Document text:
# # # # #
[PATCH 3/3] blkcg: implement sync() isolation

From: Andrea Righi
Date: Tue Feb 19 2019 - 10:27:53 EST


Keep track of the inodes that have been dirtied by each blkcg cgroup and
make sure that a blkcg issuing a sync() can trigger the writeback + wait
of only those pages that belong to the cgroup itself.

This behavior is enabled only when io.sync_isolation is enabled in the
cgroup, otherwise the old behavior is applied: sync() triggers the
writeback of any dirty page.

Signed-off-by: Andrea Righi <righi.andrea@xxxxxxxxx>
---
block/blk-cgroup.c | 47 ++++++++++++++++++++++++++++++++++
fs/fs-writeback.c | 52 +++++++++++++++++++++++++++++++++++---
fs/inode.c | 1 +
include/linux/blk-cgroup.h | 22 ++++++++++++++++
include/linux/fs.h | 4 +++
mm/page-writeback.c | 1 +
6 files changed, 124 insertions(+), 3 deletions(-)
# # # # #
Stored data:
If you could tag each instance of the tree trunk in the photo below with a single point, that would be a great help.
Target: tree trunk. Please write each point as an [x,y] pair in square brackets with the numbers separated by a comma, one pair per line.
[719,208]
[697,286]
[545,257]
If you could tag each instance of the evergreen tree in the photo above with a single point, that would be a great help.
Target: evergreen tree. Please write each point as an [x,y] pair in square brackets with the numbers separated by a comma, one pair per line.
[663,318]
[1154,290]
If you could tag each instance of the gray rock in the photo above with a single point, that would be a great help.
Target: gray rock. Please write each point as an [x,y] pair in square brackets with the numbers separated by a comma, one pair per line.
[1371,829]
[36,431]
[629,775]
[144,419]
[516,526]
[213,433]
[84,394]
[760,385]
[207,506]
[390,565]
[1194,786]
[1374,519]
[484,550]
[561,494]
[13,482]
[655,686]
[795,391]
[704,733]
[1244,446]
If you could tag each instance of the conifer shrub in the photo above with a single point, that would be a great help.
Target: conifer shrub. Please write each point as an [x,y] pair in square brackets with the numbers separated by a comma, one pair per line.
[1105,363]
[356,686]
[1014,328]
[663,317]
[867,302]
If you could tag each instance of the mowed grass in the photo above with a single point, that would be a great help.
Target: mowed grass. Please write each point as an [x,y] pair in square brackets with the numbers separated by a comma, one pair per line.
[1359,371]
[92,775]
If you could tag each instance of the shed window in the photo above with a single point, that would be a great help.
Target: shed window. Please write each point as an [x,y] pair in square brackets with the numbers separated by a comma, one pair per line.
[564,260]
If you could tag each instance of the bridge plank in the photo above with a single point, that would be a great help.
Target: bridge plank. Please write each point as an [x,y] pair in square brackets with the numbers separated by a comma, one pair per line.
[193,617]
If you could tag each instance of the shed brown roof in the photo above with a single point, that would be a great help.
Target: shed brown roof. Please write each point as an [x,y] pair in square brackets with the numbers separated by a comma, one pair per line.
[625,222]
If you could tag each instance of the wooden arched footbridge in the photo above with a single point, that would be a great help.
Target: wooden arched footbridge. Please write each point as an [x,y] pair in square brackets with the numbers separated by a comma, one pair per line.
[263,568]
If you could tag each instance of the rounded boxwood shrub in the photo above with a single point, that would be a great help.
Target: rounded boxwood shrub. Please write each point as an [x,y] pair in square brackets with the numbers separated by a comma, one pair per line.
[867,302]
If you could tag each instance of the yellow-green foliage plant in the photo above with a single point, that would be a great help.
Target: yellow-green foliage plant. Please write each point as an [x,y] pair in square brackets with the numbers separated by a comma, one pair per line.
# # # # #
The problem:
Answer these questions from the patch message:
1. What setting must be enabled in the cgroup for the new sync() behavior to apply?
2. What does sync() trigger when that setting is not enabled?
3. How many files does the patch change?
The records are separate material and have no connection to the patch message.

Complete response:
1. io.sync_isolation
2. The writeback of any dirty page
3. Six